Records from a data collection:
--- --- ---
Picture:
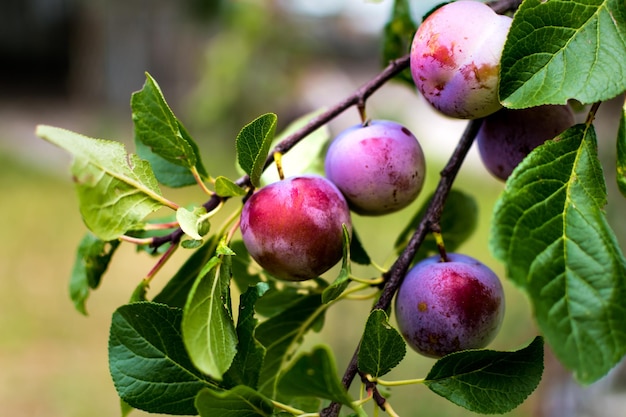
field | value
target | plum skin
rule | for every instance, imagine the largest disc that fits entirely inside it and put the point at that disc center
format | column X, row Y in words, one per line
column 379, row 167
column 455, row 58
column 445, row 307
column 293, row 228
column 506, row 137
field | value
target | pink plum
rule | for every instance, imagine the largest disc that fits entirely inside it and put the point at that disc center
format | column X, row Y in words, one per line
column 379, row 167
column 455, row 58
column 293, row 227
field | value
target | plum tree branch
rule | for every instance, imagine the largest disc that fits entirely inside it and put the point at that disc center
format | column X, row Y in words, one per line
column 395, row 275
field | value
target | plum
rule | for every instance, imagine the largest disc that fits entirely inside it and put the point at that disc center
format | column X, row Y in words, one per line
column 378, row 166
column 455, row 58
column 444, row 307
column 506, row 137
column 293, row 227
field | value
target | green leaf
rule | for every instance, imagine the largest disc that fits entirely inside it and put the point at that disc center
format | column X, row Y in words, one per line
column 343, row 280
column 247, row 364
column 253, row 145
column 398, row 35
column 458, row 221
column 307, row 157
column 92, row 260
column 621, row 153
column 550, row 230
column 227, row 188
column 208, row 329
column 382, row 347
column 314, row 375
column 149, row 365
column 191, row 221
column 240, row 401
column 116, row 191
column 280, row 334
column 561, row 49
column 486, row 381
column 177, row 289
column 169, row 144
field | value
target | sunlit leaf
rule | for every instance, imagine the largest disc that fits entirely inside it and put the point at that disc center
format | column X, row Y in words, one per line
column 487, row 381
column 562, row 49
column 550, row 230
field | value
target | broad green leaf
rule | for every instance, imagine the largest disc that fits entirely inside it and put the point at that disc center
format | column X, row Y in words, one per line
column 458, row 222
column 314, row 375
column 253, row 145
column 280, row 335
column 149, row 365
column 227, row 188
column 208, row 329
column 177, row 289
column 247, row 364
column 116, row 191
column 191, row 221
column 382, row 347
column 398, row 35
column 550, row 230
column 168, row 143
column 621, row 153
column 92, row 260
column 241, row 401
column 343, row 280
column 307, row 157
column 562, row 49
column 487, row 381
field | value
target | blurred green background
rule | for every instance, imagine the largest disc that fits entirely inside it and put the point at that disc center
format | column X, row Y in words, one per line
column 74, row 64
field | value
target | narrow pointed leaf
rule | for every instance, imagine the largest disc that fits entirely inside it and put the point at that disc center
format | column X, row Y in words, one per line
column 208, row 329
column 253, row 145
column 166, row 142
column 241, row 401
column 149, row 365
column 280, row 335
column 314, row 375
column 335, row 289
column 248, row 361
column 621, row 153
column 382, row 347
column 92, row 260
column 550, row 230
column 562, row 49
column 487, row 381
column 116, row 191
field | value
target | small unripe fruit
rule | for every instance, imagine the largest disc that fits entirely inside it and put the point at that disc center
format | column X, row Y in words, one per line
column 293, row 227
column 455, row 58
column 506, row 137
column 379, row 167
column 445, row 307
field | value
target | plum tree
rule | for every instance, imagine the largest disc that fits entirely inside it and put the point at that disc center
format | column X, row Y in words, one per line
column 448, row 306
column 378, row 166
column 455, row 58
column 293, row 227
column 507, row 136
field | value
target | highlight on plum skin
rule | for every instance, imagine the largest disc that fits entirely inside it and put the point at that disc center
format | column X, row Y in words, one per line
column 445, row 307
column 506, row 137
column 379, row 167
column 455, row 58
column 293, row 227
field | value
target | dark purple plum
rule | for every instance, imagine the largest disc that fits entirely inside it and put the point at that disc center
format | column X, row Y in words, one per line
column 379, row 167
column 445, row 307
column 508, row 136
column 455, row 58
column 293, row 227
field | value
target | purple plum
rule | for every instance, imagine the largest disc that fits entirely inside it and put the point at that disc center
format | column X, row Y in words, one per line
column 445, row 307
column 379, row 167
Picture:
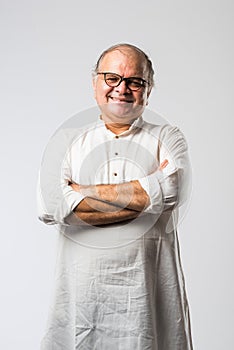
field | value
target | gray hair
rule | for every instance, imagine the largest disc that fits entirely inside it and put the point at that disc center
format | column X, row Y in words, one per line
column 134, row 48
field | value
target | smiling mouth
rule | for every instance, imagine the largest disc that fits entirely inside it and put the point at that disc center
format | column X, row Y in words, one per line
column 120, row 100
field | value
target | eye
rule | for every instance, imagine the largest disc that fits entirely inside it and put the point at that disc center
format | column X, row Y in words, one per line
column 136, row 83
column 112, row 78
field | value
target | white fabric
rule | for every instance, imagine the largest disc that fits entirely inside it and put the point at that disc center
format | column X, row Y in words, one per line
column 118, row 286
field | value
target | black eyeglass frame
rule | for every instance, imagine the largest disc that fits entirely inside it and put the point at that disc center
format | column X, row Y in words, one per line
column 141, row 81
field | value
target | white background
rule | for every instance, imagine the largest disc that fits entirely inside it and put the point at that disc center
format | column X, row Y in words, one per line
column 48, row 49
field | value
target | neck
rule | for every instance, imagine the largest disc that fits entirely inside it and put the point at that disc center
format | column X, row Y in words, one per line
column 117, row 128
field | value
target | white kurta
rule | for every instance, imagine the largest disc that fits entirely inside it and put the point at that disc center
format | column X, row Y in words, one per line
column 118, row 286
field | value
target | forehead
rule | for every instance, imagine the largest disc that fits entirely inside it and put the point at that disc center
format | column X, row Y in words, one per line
column 124, row 62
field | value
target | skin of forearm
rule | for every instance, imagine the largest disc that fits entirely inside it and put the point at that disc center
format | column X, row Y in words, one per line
column 104, row 218
column 128, row 195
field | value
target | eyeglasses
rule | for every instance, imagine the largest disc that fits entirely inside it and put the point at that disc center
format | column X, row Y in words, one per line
column 114, row 80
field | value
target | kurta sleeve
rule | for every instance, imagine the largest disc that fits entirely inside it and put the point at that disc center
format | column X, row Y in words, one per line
column 170, row 187
column 56, row 199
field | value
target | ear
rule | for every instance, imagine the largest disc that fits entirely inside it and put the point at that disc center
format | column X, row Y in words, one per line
column 94, row 83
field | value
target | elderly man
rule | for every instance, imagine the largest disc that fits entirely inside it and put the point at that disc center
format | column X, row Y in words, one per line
column 114, row 194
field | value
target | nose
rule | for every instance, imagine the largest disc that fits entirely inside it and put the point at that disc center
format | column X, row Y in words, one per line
column 122, row 87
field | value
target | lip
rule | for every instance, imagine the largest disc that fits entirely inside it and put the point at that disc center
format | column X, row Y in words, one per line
column 120, row 100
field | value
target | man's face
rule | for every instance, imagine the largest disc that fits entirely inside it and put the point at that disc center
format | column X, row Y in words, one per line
column 120, row 104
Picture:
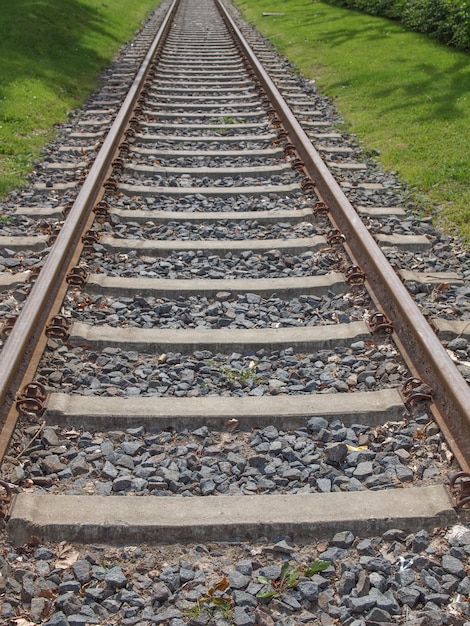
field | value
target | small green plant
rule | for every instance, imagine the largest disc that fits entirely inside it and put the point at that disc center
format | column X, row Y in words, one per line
column 215, row 600
column 289, row 578
column 235, row 377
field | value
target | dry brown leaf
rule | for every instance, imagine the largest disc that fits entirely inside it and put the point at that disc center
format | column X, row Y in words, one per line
column 67, row 555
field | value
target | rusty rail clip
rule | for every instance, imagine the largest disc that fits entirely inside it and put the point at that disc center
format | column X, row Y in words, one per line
column 101, row 209
column 5, row 500
column 77, row 276
column 66, row 209
column 289, row 150
column 90, row 238
column 53, row 236
column 414, row 390
column 58, row 327
column 32, row 399
column 320, row 208
column 459, row 486
column 7, row 326
column 354, row 275
column 334, row 237
column 307, row 185
column 298, row 165
column 111, row 185
column 379, row 322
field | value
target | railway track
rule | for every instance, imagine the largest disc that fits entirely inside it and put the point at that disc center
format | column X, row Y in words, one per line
column 228, row 353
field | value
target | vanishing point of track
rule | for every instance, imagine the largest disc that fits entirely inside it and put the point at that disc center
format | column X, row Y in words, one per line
column 205, row 139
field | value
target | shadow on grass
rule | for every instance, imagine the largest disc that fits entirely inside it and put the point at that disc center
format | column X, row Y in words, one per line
column 45, row 41
column 437, row 90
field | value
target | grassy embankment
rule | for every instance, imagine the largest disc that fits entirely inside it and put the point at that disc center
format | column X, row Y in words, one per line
column 51, row 55
column 403, row 95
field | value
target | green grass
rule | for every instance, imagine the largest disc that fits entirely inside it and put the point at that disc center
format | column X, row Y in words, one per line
column 51, row 55
column 402, row 94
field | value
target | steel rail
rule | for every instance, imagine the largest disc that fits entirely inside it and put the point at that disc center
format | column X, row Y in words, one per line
column 28, row 327
column 422, row 348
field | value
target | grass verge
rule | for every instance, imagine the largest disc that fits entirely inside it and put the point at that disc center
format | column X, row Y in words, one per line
column 403, row 95
column 51, row 55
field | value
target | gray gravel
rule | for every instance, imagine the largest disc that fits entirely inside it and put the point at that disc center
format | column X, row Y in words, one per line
column 418, row 579
column 320, row 457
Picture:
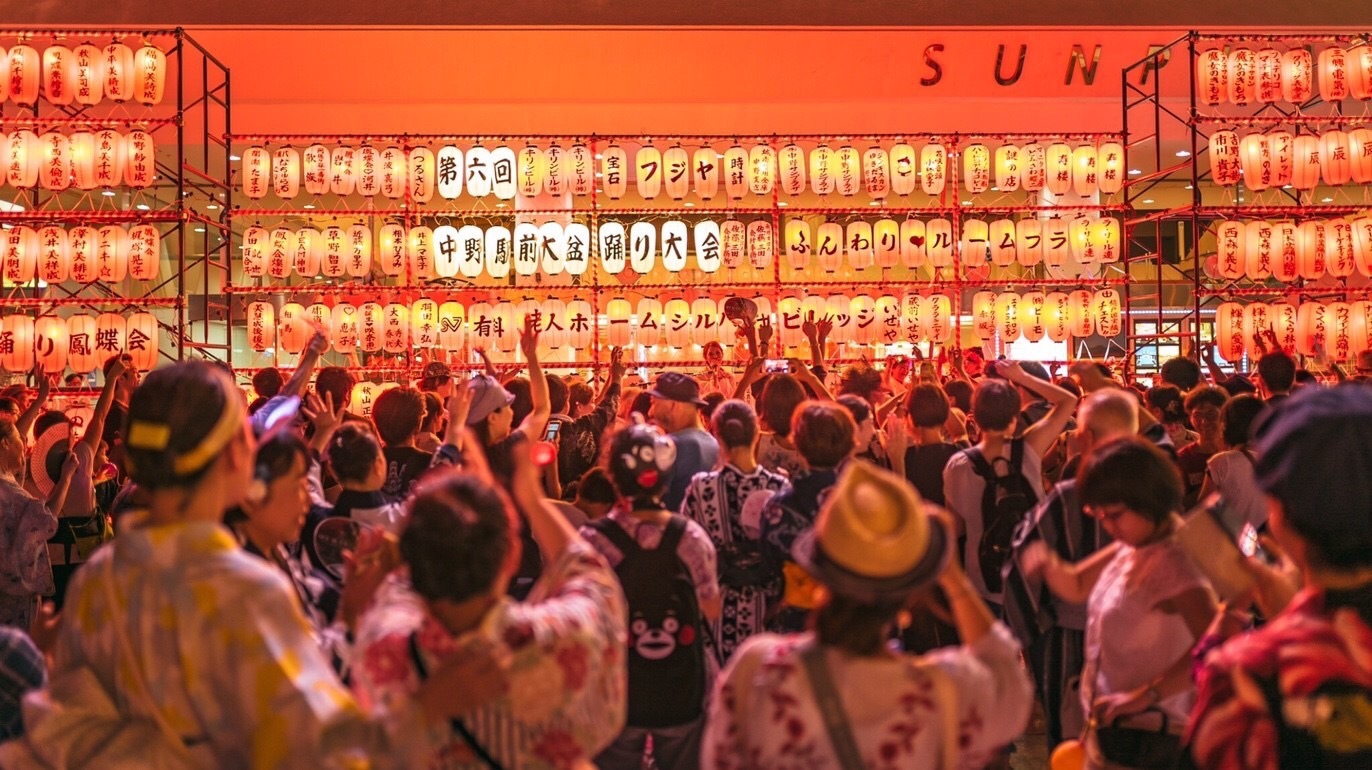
--- --- ---
__Task to carry out__
Copy the lines word for word, starting at the beginning of the records and ending with the line that contains "column 395, row 275", including that line. Leave the pictures out of your answer.

__Result of this exercise__
Picture:
field | value
target | plum skin
rule | for every instance, imagine the largest disc that fits entirely inside it and put the point at that disc center
format | column X, row Y in words, one per line
column 379, row 167
column 455, row 58
column 445, row 307
column 293, row 228
column 506, row 137
field | value
target | pink plum
rule | for every instance, imagine the largest disc that fits entirely inside it and put the point at that disc center
format | column X, row Y in words, one per line
column 379, row 167
column 455, row 58
column 293, row 227
field | value
target | plum tree branch
rule | for every instance, imagine the largest disc that fits entirely inside it and put the point at that disc center
format | column X, row Y in words, one per line
column 395, row 275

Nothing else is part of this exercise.